Wie wurdet ihr früher bestraft

Nachtrag
Geschlagen wurde ich von meiner Mutter nur ein einziges Mal. Ich hatte den gesamten Zuckervorrat in den Milchkrug gekippt und daraus eine wunderschöne Matschepampe angerührt. Meine Mutter hat mir ‚den Hintern versohlt‘, bis sie aufhören musste, weil ihre Hand schmerzend rot war. Ich habe das Ganze stoisch über mich ergehen lassen und mich dann, als sie fertig war, umgedreht und gesagt: „Hähä - hat ja gar nicht weh getan!“ Da war ich wohl knapp 3.

Davon abgesehen wüsste ich nicht, dass ich tatsächlich aus irgendeinem konkreten Anlass für irgendetwas bestraft worden wäre. Stattdessen wurde mir ständig und immerdar - und vor allen Dingen in großer Ausführlichkeit, wenn auch nicht direkt, sondern quasi durch die Hintertür - dargelegt, wie und warum meine Person und alles, was ich tat, völlig unzulänglich sei. Der Klassiker: Katze spült während des Mittagsschlafes der Katzenmutter den kompletten Großfamiliengeschirrberg zweier Tage. Überraschend des blitzsauberen Berges angesichtig geworden, meint die Katzenmutter nur: „Du hast den Aschenbecher vergessen!“

Als ich dann mit der Pubertät zunehmend emotional - sprich: mit Tränen - auf solche Situationen reagiert habe, wurde mir zusätzlich angetragen, dass ich ja spinne/nicht normal sei, und mir jeweils anempfohlen, mich in mein Zimmer zu begeben: „Du kannst ja wieder runterkommen, wenn Du fertig bist mit Flennen.“

Erschwerend kam hinzu, dass die Katzenmutter hochgradig irrational und extremen Stimmungsschwankungen unterworfen war - es war also (und ist es noch heute) völlig unvorhersehbar, wie sie in einer wie auch immer gearteten Situation reagieren würde. Eigentlich habe ich den größeren Teil meiner Jugend damit zugebracht, vergeblich zu versuchen alles ‚richtig‘ zu machen. Im Vergleich dazu wären klare Strafen nach klaren Regeln nachgerade das Paradies gewesen.

_Datenauszug_.

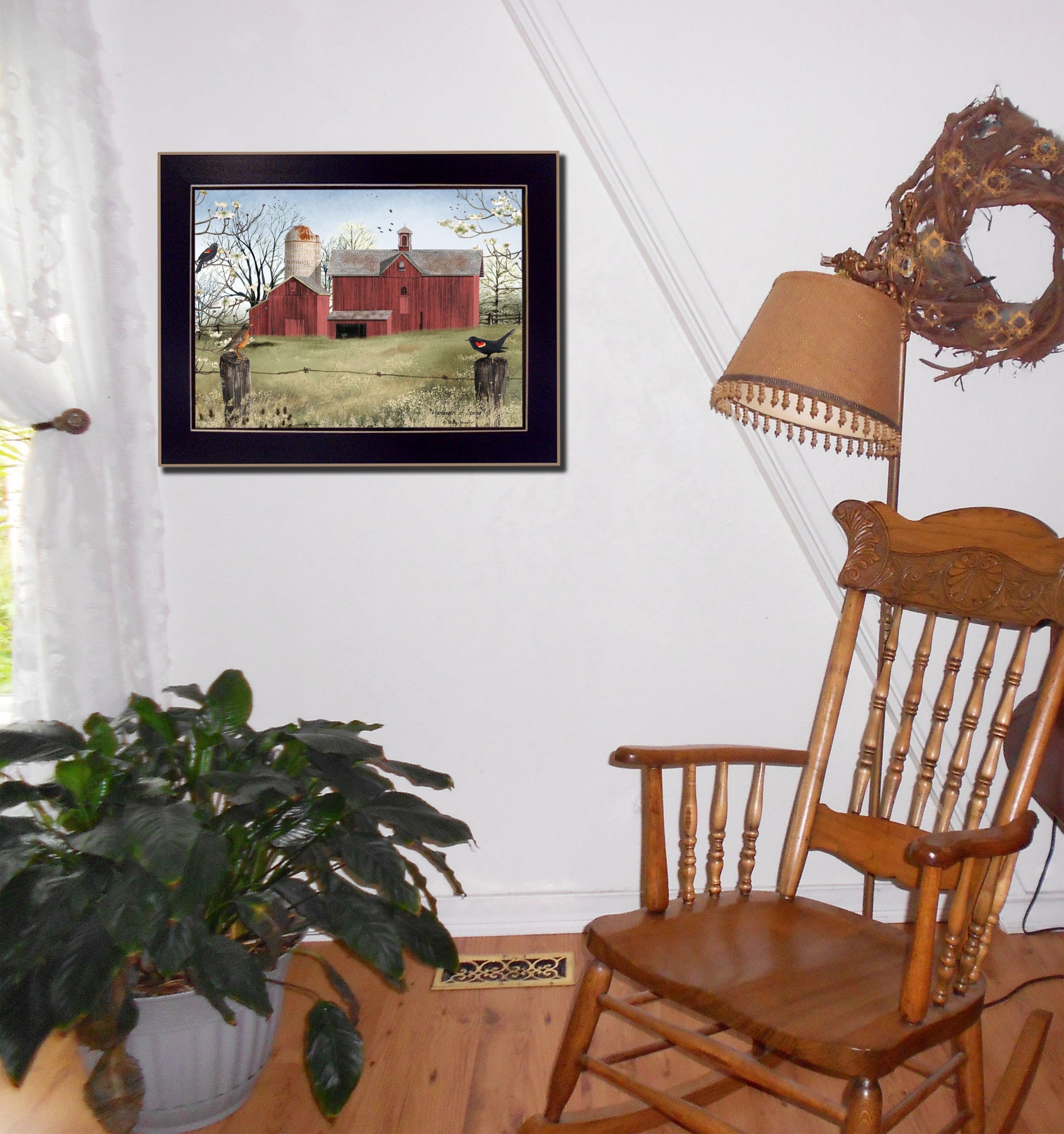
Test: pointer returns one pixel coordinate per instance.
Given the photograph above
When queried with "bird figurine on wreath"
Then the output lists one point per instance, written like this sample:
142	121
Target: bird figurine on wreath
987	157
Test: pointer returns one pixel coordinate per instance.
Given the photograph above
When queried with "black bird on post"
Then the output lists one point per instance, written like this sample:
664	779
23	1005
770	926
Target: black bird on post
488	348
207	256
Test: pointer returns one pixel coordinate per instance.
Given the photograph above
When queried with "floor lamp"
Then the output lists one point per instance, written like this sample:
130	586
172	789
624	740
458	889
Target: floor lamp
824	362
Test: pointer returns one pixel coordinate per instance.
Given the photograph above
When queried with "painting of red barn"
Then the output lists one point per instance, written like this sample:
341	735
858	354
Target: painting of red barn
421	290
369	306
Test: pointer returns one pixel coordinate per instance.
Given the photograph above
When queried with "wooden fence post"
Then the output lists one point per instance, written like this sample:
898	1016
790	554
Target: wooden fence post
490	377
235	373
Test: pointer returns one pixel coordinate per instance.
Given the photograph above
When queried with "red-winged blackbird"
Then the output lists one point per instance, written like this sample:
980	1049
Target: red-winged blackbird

_Aufgabe A_. Fasse den Seitentext in zwei Sätzen zusammen.
_Aufgabe B_. Was sagt die Katzenmutter im Seitentext, als sie den blitzsauberen Geschirrberg sieht?
_Aufgabe C_. Wie lautet der Satz „Im Vergleich dazu wären klare Strafen nach klaren Regeln nachgerade das Paradies gewesen.“ aus dem Seitentext auf Englisch?

_Antwort A_. Die erzählende Person wurde von ihrer Mutter nur ein einziges Mal geschlagen, mit knapp drei Jahren, nachdem sie den gesamten Zuckervorrat in den Milchkrug gekippt hatte. Ansonsten bekam sie ständig indirekt vermittelt, dass sie und alles, was sie tat, unzulänglich sei, und wegen der unvorhersehbaren Stimmungsschwankungen der Mutter verbrachte sie den größeren Teil ihrer Jugend mit dem vergeblichen Versuch, alles richtig zu machen.

_Antwort B_. „Du hast den Aschenbecher vergessen!“

_Antwort C_. By comparison, clear punishments according to clear rules would have been downright paradise.